-- Start of Data --

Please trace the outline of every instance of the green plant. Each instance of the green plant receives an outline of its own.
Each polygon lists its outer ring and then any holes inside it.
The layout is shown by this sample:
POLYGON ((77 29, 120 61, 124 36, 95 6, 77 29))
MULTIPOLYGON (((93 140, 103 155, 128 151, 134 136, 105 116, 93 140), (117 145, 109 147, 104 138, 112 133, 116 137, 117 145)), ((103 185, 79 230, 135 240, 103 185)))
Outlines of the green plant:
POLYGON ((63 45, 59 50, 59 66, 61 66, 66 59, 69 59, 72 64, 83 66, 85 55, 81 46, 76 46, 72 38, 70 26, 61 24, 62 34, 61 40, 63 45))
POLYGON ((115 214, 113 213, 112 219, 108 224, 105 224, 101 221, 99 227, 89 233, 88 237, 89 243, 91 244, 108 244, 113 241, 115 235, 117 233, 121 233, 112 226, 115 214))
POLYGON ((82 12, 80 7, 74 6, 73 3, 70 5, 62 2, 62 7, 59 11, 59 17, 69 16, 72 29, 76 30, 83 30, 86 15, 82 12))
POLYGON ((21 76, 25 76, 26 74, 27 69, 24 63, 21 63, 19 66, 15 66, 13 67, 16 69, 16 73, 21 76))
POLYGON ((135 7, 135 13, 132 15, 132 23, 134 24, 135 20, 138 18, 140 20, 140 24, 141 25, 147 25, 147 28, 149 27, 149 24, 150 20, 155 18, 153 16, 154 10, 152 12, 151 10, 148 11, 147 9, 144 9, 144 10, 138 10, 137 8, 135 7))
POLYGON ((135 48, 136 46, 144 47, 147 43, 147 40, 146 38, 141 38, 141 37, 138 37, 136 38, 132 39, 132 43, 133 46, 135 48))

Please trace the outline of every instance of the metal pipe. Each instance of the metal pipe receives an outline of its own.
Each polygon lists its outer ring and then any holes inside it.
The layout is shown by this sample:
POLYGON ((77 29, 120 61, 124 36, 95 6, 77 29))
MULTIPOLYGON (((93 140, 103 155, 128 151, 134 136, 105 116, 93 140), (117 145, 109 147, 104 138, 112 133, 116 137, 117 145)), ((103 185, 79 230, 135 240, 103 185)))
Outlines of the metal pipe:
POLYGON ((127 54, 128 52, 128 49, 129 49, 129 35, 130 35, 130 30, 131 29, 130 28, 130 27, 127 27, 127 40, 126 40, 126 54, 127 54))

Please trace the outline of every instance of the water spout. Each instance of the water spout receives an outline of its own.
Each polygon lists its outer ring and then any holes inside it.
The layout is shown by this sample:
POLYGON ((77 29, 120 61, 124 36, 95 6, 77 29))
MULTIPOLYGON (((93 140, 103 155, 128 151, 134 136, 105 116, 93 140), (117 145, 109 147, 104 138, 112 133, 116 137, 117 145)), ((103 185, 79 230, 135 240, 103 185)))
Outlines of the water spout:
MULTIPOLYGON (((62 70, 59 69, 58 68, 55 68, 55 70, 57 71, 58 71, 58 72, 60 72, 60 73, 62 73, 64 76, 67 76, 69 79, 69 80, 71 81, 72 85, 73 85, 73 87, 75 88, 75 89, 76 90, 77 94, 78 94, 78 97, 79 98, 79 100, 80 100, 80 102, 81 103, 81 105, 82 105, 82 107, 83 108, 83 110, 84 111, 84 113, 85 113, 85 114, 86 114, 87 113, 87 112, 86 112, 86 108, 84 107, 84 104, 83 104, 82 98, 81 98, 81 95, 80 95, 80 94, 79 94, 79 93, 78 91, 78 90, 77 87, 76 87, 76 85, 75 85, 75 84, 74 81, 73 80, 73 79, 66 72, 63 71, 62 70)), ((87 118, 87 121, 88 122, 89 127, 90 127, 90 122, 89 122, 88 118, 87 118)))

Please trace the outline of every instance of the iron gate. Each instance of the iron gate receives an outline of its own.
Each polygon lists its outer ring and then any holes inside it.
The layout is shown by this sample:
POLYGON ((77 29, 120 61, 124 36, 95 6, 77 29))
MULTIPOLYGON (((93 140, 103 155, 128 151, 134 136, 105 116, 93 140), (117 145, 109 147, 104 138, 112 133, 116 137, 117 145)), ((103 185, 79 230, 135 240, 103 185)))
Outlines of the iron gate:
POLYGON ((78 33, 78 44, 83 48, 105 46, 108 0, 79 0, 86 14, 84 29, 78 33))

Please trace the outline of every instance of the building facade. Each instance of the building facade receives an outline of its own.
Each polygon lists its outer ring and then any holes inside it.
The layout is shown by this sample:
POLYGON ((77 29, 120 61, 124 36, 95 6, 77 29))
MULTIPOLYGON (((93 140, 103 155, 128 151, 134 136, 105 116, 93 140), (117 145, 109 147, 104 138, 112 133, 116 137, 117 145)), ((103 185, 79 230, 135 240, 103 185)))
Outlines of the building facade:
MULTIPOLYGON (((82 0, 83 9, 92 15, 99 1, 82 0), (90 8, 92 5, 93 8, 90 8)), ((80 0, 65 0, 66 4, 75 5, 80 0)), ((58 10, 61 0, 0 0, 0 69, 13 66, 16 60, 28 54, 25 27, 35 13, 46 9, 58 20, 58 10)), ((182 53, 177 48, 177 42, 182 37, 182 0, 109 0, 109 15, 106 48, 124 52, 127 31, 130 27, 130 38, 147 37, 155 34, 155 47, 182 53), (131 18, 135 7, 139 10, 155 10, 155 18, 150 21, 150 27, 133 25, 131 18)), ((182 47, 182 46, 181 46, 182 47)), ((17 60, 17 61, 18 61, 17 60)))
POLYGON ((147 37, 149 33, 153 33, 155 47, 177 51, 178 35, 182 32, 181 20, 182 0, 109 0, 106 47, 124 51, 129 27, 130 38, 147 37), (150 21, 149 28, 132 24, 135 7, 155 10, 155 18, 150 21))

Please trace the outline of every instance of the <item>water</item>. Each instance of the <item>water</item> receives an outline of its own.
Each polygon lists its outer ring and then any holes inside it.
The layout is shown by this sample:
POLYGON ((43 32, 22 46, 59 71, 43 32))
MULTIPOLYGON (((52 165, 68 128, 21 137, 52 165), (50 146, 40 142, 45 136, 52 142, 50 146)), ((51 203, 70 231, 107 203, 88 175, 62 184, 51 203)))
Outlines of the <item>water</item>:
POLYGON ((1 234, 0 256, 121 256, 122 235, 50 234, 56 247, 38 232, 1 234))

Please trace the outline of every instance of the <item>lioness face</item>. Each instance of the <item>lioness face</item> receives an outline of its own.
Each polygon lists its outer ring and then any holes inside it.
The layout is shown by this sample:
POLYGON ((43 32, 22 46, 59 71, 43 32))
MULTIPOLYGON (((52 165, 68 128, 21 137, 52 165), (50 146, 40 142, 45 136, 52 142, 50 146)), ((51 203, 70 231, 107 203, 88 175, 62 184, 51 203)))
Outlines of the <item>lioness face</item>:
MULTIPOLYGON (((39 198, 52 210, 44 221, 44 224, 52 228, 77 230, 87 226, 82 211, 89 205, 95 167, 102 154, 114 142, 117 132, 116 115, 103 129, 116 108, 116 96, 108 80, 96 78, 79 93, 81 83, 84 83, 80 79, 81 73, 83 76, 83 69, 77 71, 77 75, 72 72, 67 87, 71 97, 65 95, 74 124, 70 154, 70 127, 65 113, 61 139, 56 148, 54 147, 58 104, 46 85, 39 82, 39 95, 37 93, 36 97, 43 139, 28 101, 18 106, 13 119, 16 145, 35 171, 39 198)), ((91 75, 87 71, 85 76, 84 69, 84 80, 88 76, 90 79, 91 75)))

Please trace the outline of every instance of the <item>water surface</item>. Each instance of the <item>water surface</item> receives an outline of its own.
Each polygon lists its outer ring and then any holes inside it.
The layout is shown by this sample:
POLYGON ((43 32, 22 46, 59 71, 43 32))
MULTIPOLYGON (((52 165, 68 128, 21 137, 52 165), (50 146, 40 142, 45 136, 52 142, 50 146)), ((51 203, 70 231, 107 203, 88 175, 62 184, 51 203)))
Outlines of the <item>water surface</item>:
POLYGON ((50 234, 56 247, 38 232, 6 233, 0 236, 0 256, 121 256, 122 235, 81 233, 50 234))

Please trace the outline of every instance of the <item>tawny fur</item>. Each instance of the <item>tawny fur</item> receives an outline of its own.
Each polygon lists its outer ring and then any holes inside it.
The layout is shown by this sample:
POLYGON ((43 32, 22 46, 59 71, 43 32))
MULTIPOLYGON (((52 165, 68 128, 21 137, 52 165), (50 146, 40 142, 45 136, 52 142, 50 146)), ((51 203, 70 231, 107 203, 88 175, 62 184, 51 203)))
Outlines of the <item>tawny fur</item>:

-- End of Data --

Goal:
Repeat exactly the lines starting at the line with "surface</item> receives an outline of its own." and ending with the final line of the entries. Include nothing else.

Answer to this problem:
Please trace the outline of every instance of the <item>water surface</item>. Each instance of the <item>water surface</item> receives an outline of its own.
Each polygon lists its outer ring and then any holes inside it.
The layout is shown by this sample:
POLYGON ((43 32, 22 46, 59 71, 43 32))
MULTIPOLYGON (((52 165, 68 128, 21 137, 52 165), (50 146, 40 142, 45 136, 52 142, 50 146)), ((51 203, 70 231, 107 203, 88 175, 62 184, 51 203)))
Outlines of the <item>water surface</item>:
POLYGON ((50 234, 56 247, 38 232, 6 233, 0 236, 0 256, 121 256, 122 235, 81 233, 50 234))

Please trace the outline of every instance of the <item>tawny fur</item>. Each instance of the <item>tawny fur</item> receives an outline of its own.
Each polygon lists its outer ring and then any holes inside it.
The layout is shown by this sample:
POLYGON ((43 32, 22 46, 59 71, 43 32))
MULTIPOLYGON (((52 165, 68 128, 21 137, 52 165), (50 146, 40 142, 45 136, 52 142, 50 146)), ((51 203, 70 231, 107 203, 88 175, 62 184, 51 203)))
Outlines of the <item>tawny fur</item>:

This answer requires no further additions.